#### [To do]
a - Answer these questions using the biography of Larra Clark below, one answer per line, marked to match:
(i) For how many years did she serve as project manager in the ALA Office for Research & Statistics?
(ii) What position did she hold in the Public Information Office?
(iii) From which school did she receive her M.S.?
b - List every field in which the biography of Larra Clark below says she had more than a decade of experience before starting her ALA career.

==== Text excerpt ====

Larra Clark: Director, Program on Networks & Director, Program on America’s Libraries for the 21st Century
As Director of the Program on Networks and Program on America’s Libraries for the 21st Century (AL21C), Larra’s responsibilities include overall management of OITP’s telecommunications portfolio, day-to-day management of AL21C projects and those in partnership with the Bill & Melinda Gates Foundation. Previously, she served as the project manager in the ALA Office for Research & Statistics for three years. Larra provided day-to-day management of the Public Library Funding & Technology Access Study, including conducting qualitative research, contributing to and editing final annual study reports, and leading outreach and communications efforts around study findings and materials. She began her ALA career in the Public Information Office as Manager of Media Relations, following more than a decade of experience in non-profit public affairs, government relations, media relations and print journalism. Larra received her M.S. from the Graduate School of Library and Information Science at the University of Illinois, Urbana-Champaign.

==== Recorded information ====

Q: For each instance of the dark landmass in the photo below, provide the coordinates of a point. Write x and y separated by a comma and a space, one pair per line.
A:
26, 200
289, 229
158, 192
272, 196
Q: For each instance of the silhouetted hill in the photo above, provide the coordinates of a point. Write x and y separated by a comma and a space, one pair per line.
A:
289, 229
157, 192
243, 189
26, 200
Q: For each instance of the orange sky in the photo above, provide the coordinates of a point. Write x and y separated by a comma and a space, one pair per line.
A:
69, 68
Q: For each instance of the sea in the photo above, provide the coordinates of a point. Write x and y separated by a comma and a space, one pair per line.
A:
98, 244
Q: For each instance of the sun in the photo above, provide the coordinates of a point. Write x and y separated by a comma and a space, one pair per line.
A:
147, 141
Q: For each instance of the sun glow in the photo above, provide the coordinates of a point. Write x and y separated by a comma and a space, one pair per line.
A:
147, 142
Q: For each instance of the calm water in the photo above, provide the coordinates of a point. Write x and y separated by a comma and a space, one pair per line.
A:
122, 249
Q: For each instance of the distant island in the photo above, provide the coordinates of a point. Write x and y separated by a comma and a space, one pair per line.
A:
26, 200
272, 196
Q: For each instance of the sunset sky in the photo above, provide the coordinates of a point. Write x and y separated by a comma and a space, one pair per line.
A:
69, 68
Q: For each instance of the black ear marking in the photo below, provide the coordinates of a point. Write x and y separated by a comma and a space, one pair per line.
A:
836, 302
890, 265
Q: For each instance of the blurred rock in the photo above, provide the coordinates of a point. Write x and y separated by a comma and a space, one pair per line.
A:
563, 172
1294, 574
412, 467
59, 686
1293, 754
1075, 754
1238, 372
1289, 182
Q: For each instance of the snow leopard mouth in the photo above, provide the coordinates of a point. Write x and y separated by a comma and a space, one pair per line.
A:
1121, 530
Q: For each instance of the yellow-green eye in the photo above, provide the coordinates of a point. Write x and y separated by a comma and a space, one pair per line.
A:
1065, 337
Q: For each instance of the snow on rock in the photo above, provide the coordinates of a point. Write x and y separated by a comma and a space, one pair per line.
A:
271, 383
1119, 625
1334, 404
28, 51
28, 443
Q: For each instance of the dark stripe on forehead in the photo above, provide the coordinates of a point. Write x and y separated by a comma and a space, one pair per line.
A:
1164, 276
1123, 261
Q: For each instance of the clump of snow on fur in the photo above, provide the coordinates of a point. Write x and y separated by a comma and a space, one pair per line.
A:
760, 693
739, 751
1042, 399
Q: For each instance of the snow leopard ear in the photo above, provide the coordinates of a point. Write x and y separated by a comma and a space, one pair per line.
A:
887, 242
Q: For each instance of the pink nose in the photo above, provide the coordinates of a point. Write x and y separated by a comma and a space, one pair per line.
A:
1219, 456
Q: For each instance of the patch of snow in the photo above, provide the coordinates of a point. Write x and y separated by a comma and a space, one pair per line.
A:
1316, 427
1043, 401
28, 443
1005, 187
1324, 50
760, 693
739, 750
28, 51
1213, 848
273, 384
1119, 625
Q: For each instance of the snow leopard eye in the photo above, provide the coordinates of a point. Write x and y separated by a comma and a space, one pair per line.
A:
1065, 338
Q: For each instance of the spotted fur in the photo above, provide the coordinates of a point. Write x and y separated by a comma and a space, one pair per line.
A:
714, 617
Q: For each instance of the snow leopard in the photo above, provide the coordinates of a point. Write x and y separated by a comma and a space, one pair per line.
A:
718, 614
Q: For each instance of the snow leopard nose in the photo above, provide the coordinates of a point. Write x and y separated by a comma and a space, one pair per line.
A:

====

#### [The solutions]
a -
(i) Three years
(ii) Manager of Media Relations
(iii) The Graduate School of Library and Information Science at the University of Illinois, Urbana-Champaign

b -
- Non-profit public affairs
- Government relations
- Media relations
- Print journalism